---------- Texto mostrado ----------
Yo no conozco a Antonio Burgos, al que
suelo ver en los toros muchas tardes y he de
reconocer que me gustan sus corbatas y que envidio
su afinidad con Curro Romero. A Umbral
le conozco menos aún. Mis afines me aconsejan con
cariño que no me meta en esta dialéctica de la
misma forma que gentes de rancio abolengo social,
taurino y periodístico comentan el artículo de Umbral
(El Mundo, 18 de abril: "El
redondel de los toros es el gran embalse de toda
la incultura nacional") pero no se meten
en danza. A mi, que ya he recibido varios
varapalos, me lo pide el cuerpo.
Me lo pide como periodista, como aficionado a
los toros y no como monárquico. No entro en el
charco como un marrano, por gusto al barro, sino
por apego a la tolerancia de un país en el que
jurásicos de voz engolada con pretensiones de oráculos,
como Umbral, siguen jugando al rojo/rico a
través del manido guión de las dos Españas.
La España de la Reina, que no va a los
toros y que para Umbral es paradigma de
"magisterio de europeidad con su repudio
callado del crimen quíntuple". La otra
España es la del Rey que "tiene que
tragar toros" y que los ve porque "les
ha cogido el punto flaco a los españoles".
Umbral: nosotros los incivilizados, los
incultos los de espíritu no europeo, convictos y
confesos del "crimen quíntuple",
adoradores de la sangre, nos desayunamos todos los
días con tu análisis de una España que
ya no existe: se te ha parado el reloj, Umbral.
---------- Extractos de entradas ----------
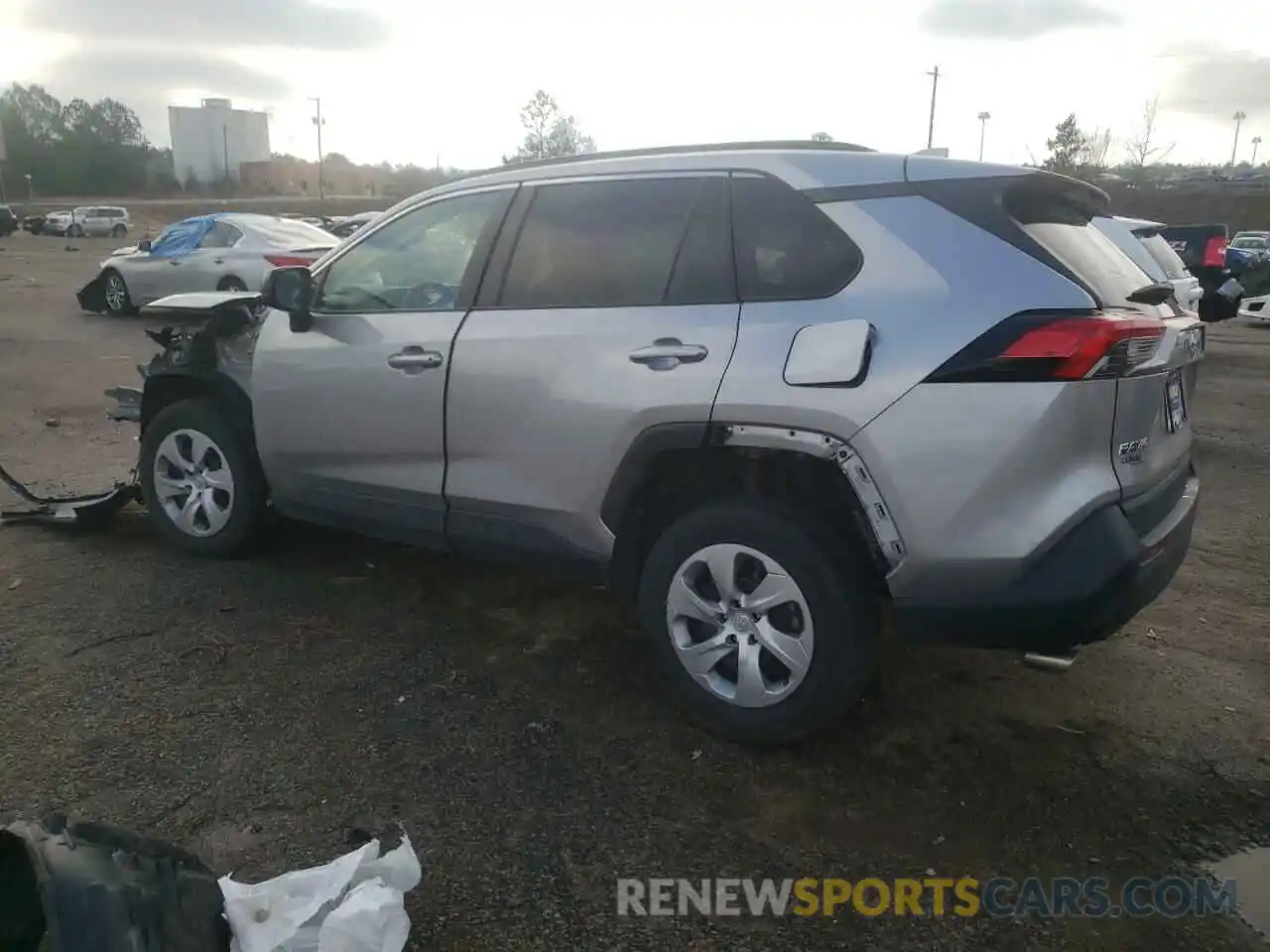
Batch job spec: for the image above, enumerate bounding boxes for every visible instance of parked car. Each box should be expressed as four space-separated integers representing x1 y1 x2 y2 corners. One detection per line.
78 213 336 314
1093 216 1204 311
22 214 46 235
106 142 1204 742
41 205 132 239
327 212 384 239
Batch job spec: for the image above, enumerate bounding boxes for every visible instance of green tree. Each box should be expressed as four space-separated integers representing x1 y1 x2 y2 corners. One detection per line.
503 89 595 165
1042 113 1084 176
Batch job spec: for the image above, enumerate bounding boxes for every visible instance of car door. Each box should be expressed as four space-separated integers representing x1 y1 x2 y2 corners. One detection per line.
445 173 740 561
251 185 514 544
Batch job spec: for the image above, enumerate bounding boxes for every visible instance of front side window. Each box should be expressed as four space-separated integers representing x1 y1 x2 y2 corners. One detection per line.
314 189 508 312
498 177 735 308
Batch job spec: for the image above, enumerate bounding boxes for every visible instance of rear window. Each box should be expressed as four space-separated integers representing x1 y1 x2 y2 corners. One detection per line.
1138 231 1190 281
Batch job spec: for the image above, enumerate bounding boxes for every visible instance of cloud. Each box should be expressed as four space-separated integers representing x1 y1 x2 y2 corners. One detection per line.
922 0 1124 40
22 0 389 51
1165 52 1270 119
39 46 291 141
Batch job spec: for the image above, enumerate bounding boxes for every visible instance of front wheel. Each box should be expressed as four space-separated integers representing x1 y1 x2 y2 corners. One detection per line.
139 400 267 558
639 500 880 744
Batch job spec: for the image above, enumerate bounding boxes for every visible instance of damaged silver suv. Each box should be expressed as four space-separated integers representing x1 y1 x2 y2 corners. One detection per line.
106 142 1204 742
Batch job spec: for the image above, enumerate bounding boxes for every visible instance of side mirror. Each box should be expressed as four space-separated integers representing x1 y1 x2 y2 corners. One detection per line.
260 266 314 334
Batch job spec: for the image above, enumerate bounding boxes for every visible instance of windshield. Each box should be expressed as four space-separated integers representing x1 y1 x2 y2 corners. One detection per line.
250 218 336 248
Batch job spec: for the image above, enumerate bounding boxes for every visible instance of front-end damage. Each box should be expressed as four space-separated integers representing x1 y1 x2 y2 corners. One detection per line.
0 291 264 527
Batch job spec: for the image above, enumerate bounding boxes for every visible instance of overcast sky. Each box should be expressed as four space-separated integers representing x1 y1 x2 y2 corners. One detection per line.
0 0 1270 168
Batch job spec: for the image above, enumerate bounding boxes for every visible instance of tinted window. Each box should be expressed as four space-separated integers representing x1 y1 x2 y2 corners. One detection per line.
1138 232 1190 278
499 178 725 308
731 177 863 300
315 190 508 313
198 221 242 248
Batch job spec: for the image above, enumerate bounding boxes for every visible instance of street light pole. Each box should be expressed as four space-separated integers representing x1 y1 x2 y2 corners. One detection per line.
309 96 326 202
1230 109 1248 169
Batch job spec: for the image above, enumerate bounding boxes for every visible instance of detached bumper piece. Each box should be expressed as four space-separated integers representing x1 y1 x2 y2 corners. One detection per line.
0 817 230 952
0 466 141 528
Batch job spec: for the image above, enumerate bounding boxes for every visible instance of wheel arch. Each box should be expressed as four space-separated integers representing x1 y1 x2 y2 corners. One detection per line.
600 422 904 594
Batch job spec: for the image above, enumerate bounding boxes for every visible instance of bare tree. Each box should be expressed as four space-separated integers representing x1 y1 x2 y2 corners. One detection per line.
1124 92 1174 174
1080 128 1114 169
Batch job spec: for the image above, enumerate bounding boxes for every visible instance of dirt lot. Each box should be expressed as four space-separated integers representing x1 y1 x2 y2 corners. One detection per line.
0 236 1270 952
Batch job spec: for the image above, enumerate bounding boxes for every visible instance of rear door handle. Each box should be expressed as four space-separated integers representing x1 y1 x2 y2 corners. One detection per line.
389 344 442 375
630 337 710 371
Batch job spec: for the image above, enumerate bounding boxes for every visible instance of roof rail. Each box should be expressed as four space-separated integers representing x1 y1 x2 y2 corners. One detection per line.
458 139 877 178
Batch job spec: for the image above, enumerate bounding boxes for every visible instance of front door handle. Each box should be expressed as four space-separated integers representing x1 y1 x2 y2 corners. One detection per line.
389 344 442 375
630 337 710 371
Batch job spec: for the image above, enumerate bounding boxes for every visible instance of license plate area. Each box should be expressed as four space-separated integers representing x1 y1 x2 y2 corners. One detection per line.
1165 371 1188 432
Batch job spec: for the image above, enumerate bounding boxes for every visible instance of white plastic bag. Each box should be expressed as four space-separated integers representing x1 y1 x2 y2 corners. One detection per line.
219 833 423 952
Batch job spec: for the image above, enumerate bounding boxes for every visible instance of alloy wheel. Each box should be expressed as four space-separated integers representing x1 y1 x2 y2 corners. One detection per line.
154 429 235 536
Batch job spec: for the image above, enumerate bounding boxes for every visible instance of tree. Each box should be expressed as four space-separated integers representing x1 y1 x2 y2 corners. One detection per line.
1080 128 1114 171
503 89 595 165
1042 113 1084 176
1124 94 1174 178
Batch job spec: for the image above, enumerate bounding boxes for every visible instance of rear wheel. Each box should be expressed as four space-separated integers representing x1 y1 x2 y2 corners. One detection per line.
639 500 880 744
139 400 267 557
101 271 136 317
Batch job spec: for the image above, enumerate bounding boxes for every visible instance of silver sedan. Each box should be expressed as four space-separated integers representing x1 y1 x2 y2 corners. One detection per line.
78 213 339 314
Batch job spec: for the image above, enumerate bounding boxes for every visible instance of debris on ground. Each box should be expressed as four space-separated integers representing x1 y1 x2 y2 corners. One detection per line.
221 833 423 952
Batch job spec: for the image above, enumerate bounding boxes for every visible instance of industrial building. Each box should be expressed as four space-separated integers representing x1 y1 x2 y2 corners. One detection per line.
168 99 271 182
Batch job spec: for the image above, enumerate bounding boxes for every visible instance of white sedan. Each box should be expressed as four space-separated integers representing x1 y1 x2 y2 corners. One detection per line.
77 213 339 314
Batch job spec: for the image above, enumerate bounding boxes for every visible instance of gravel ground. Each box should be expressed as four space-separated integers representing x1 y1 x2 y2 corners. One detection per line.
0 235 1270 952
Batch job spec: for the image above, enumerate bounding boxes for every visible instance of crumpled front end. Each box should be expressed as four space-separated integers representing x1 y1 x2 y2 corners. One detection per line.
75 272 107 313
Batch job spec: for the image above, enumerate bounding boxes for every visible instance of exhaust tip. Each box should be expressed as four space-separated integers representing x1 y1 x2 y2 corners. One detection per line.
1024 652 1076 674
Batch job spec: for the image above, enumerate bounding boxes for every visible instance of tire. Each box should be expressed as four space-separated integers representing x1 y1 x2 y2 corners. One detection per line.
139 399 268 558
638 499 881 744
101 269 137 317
----------
Tareas requeridas –
**a)** Reescribe el tramo del texto sobre Umbral y los toros que va desde "Yo no conozco" hasta "pide el cuerpo.", renombrando "Antonio Burgos" como "Burgos".
**b)** Según el texto sobre Umbral y los toros, ¿en qué fecha publicó El Mundo el artículo de Umbral?
**c)** Retoma el texto sobre Umbral y los toros y continúalo a partir de su última frase.
Las entradas son un material aparte, sin relación con el texto.

Respuestas redactadas –
**a)**
Yo no conozco a Burgos, al que
suelo ver en los toros muchas tardes y he de
reconocer que me gustan sus corbatas y que envidio
su afinidad con Curro Romero. A Umbral
le conozco menos aún. Mis afines me aconsejan con
cariño que no me meta en esta dialéctica de la
misma forma que gentes de rancio abolengo social,
taurino y periodístico comentan el artículo de Umbral
(El Mundo, 18 de abril: "El
redondel de los toros es el gran embalse de toda
la incultura nacional") pero no se meten
en danza. A mi, que ya he recibido varios
varapalos, me lo pide el cuerpo.

**b)** El 18 de abril.

**c)**
Has caducado. Pero se te soporta por temor a tu
mala leche. Lo tienes jodido: ya no existen las
dos españas, la de la Reina y la del Rey,
existe la de todos, con o sin ir a los toros. Esa
media España de pandereta y mantilla, de
sangre y crimen en la arena que describes sólo
existe en tu mente. Vives en una posguerra
continuada, caracartón.
Anda la cosa chunga para ti Umbral: cada
día que pasa te va a ser más difícil embolsarte
tus buenos talegos vendiendo tus recetas de
aspirinas (sirven para todo y no valen para nada)
con las que pretendes curar España: ya han
llegado a las farmacias los genéricos, que te
enteres. Entiendo que te sea difícil convivir en
tu urna de oro de burgués decadente y mantener
vivo el lado pseudorojo tan provechoso para tu
negocio. A mi y a muchos nos trae al fresco tu ´busines´.
Pero deja de partir en dos a España. Y
deja en paz a los toros y a los incivilizados.
Esta divina profesión de la información y
esta absoluta pasión del toreo te queda grande,
la desconoces. Por eso cuando tocas este tema,
como en este caso, no lo haces con el final de
vencer o convencer, sino por inquina personal.
Como casi todos tus artículos. Claro, que uno
consiente más esta realidad columnista que la de
gentes como Ruiz Quintano, que ha puesto un
kiosco de tópicos en ABC para vender su
producto (más aspirinas) ´arrejuntando´ a Picasso
y a José Tomás sin tener ni puñetera
idea de quién es José Tomás, de qué es
el toreo y dudo mucho que la tenga de Picasso.
Éste es un osado que en el argot del toro se
denomina ´chufla´: un aspirante a intelectual
con pinta de aficionado a los toros. Lo nombrarán
miembro de algún jurado, seguro.
Pero al tema. Este periodista ha conocido
durante muchos años vividos cerca de la fiesta de
toros a gente sensible, hombres y mujeres de una
vez, de izquierdas, derechas, republicanos, monárquicos,
tontos, paletos, macarras, horteras, soldados,
oficiales, civiles, escritores, pintores,
maricones, hilanderas, estudiantes, maestros de
escuelas y hasta ´ruizquintanos´... todos
honestos, capaces de mirarse en su mirada cada mañana
de jabón y afeitado. Tú, Umbral, no los
conoces, pero los condenas. En realidad no sabes
de qué va ahora España. Deja de mentar a
doña Carmen Polo y a su mantilla, te
pensamos más inteligente.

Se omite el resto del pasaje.